Dhaka’s relations with Washington have been volatile in recent years. At the height of the 2020 Sino-Indian border clashes in Galwan, Bangladesh agreed to a US$110 million military modernization proposal, though this pales in comparison to the $2.59 billion Bangladesh has spent on Chinese military equipment. Biden’s special climate envoy John Kerry flew to Dhaka in early March 2021 to invite Prime Minister Hasina to the climate summit, underscoring the importance of Bangladesh’s participation as a key interlocutor on climate issues. During the last two decades, Dhaka’s foreign policy has relied heavily on the implementation of UN international support measures for the least developed countries of the world and the acquisition of preferential access to foreign trade, without tariffs. Even when the United States stopped offering trade preferences in 2015 and China stepped in to allow duty-free access for 97% of Bangladeshi goods, it became clear that despite economic ties, Bangladesh would maintain a neutral stance in international relations.
The same applies to Russia. Dhaka decided to act neutrally in the Ukrainian crisis and did not impose sanctions on Russia because it is an important economic partner. This is completely in line with the decades-long foreign policy under the slogan “friendship to all, malice to none”. However, leaving the club of world’s least developed countries and the consequent loss of trade privileges means that Dhaka will have to rely on regional and bilateral agreements with to maintain economic progress. Many economists believe that Bangladesh will have to turn primarily to cooperation with the advanced countries of East Asia.

Collected data entries:

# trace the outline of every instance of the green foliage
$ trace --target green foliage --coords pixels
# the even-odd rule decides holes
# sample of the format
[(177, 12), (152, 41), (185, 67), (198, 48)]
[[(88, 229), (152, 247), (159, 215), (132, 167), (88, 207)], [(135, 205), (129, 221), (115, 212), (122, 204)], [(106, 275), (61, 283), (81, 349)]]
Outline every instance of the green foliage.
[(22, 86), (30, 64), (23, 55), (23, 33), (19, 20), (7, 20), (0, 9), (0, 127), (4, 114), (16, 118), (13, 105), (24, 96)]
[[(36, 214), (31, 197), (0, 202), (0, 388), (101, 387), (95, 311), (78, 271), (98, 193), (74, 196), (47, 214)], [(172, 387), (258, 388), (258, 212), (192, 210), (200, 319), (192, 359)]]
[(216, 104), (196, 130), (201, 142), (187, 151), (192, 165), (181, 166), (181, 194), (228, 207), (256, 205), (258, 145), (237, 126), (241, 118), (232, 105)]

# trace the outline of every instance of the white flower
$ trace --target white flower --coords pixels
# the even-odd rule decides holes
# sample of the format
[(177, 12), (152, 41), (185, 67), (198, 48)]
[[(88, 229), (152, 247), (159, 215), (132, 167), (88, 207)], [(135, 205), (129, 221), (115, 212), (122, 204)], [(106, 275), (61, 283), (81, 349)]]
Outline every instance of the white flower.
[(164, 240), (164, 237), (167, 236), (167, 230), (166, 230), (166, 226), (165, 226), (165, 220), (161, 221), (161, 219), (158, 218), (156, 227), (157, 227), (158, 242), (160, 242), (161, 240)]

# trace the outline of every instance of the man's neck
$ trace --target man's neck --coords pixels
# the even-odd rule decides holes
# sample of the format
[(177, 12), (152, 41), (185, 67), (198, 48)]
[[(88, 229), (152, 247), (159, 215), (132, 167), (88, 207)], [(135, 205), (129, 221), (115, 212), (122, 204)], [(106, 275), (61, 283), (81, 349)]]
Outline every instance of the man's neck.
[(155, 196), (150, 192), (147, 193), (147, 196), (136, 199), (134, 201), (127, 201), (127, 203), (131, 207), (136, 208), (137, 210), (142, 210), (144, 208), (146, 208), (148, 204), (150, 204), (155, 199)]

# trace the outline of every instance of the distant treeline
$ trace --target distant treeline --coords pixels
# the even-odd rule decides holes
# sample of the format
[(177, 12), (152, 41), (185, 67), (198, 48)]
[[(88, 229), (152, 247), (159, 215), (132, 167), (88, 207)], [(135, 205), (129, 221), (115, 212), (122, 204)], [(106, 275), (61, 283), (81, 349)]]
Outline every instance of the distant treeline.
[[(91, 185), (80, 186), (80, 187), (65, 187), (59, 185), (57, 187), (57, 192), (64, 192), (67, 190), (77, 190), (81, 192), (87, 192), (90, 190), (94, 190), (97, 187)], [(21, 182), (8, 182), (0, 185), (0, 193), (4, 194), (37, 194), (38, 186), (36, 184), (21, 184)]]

**REQUIRED ACTION A:** Rewrite the passage on Bangladesh's foreign policy between "The same applies" and "of East Asia.", inclusive, replacing "economic partner" with "trading partner".
**REQUIRED ACTION B:** Summarize the passage on Bangladesh's foreign policy in two sentences.

**WRITTEN ANSWER A:**
The same applies to Russia. Dhaka decided to act neutrally in the Ukrainian crisis and did not impose sanctions on Russia because it is an important trading partner. This is completely in line with the decades-long foreign policy under the slogan “friendship to all, malice to none”. However, leaving the club of world’s least developed countries and the consequent loss of trade privileges means that Dhaka will have to rely on regional and bilateral agreements with to maintain economic progress. Many economists believe that Bangladesh will have to turn primarily to cooperation with the advanced countries of East Asia.

**WRITTEN ANSWER B:** Despite economic ties with the United States and China, including a US military modernization proposal and Chinese duty-free access for 97% of its goods, Bangladesh has kept a neutral stance in international relations. It also stayed neutral in the Ukrainian crisis and did not sanction Russia, but leaving the group of least developed countries and losing trade privileges means it will have to rely on regional and bilateral agreements, with many economists expecting it to turn mainly to the advanced countries of East Asia.